>>>>>

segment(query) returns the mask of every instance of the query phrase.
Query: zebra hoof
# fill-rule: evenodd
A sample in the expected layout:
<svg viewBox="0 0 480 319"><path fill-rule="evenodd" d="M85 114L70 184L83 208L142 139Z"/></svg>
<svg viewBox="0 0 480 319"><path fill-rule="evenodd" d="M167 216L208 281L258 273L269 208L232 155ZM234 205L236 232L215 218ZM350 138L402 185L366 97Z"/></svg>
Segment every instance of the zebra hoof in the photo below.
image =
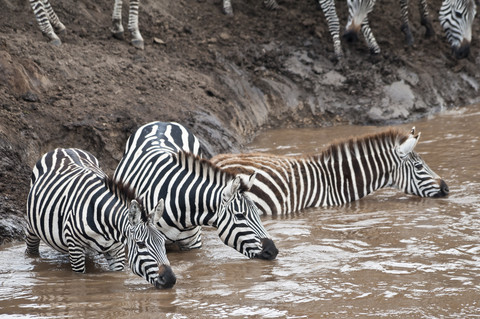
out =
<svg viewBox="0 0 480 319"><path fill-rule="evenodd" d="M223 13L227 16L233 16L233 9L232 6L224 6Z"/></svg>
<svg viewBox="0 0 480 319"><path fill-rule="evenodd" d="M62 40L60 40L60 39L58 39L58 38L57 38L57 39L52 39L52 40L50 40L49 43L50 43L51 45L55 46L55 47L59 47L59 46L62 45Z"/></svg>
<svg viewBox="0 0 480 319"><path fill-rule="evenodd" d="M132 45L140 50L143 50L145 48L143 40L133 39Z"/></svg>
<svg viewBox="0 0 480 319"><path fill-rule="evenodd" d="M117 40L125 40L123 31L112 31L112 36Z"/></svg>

<<<<<
>>>>>

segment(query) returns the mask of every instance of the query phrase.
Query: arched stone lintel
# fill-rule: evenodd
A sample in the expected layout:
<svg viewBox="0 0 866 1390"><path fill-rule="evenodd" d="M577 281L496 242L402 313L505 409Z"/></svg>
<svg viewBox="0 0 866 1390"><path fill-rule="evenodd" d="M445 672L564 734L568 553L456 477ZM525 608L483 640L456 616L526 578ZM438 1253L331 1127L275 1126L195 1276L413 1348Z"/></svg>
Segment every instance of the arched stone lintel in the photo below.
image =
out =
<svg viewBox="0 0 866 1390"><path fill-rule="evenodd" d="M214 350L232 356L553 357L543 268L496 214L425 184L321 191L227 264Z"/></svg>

<<<<<

• [Exercise]:
Pull every line that holds the string "stone" out of the records.

• [Response to the exercise]:
Query: arched stone lintel
Segment every instance of the arched stone lintel in the photo below.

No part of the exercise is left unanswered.